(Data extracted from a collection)
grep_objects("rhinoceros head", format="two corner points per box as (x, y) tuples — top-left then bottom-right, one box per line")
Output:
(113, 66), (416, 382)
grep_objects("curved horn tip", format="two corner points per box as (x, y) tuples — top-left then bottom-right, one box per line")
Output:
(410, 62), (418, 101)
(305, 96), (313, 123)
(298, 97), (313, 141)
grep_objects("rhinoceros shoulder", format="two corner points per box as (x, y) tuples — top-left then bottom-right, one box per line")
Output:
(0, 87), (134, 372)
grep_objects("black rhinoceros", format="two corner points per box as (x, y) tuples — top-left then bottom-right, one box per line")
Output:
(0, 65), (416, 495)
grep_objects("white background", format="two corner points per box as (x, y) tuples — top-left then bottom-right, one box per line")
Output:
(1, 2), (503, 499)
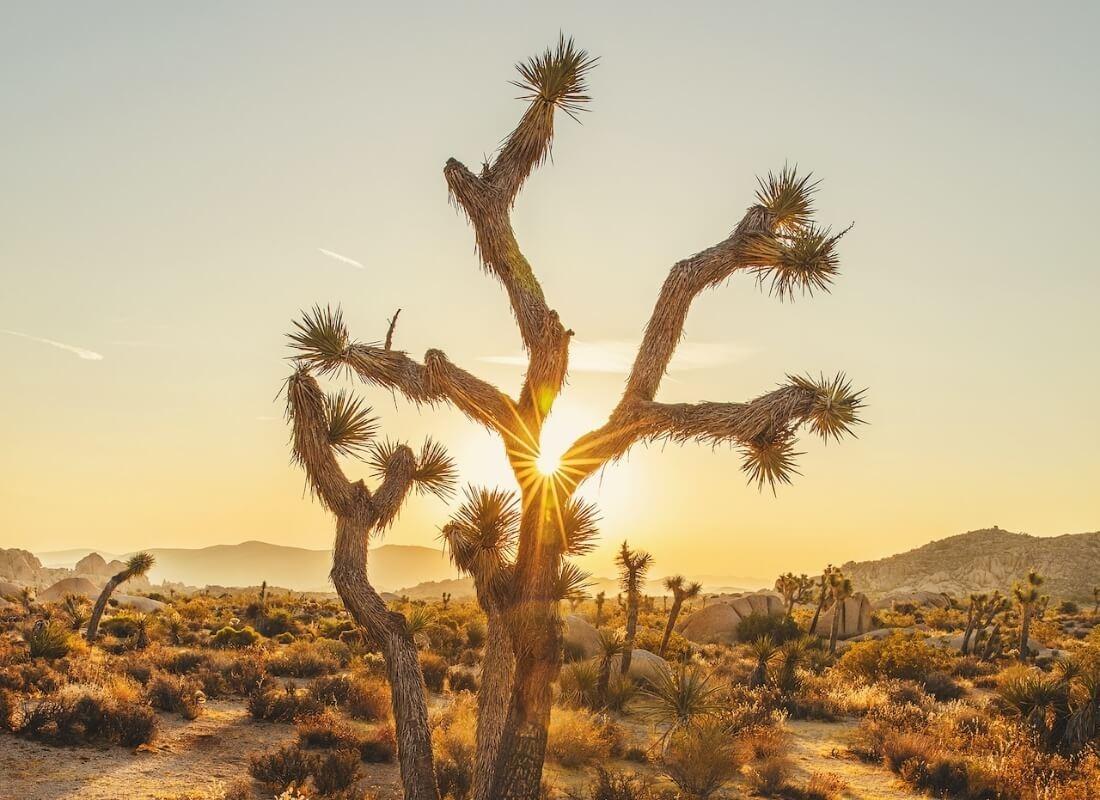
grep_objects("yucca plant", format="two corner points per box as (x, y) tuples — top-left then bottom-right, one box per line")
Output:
(60, 594), (89, 632)
(659, 576), (702, 657)
(747, 635), (779, 688)
(26, 619), (72, 660)
(616, 542), (653, 676)
(595, 630), (626, 708)
(774, 636), (812, 692)
(960, 592), (988, 656)
(827, 573), (853, 655)
(1013, 569), (1045, 661)
(86, 552), (155, 643)
(774, 572), (813, 616)
(593, 590), (606, 625)
(284, 365), (456, 800)
(808, 565), (838, 636)
(637, 663), (722, 747)
(284, 35), (865, 799)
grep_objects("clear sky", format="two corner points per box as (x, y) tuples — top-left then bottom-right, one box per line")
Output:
(2, 2), (1097, 580)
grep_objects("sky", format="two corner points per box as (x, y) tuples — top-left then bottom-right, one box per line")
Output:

• Task objective: Please copy each line of the entries in which the word "rhinoceros" shows up.

• Response:
grep_objects("rhinoceros head", format="two corner points per box as (x, y) tuples — top-left then bottom-right, one box per line")
grep_objects("rhinoceros shoulder", format="two corner points per box as (x, y) tuples — top-left then bottom-right, one box per line")
grep_objects("black rhinoceros", format="two corner points per box as (x, y) tuples — top-left then bottom-right, one box per line")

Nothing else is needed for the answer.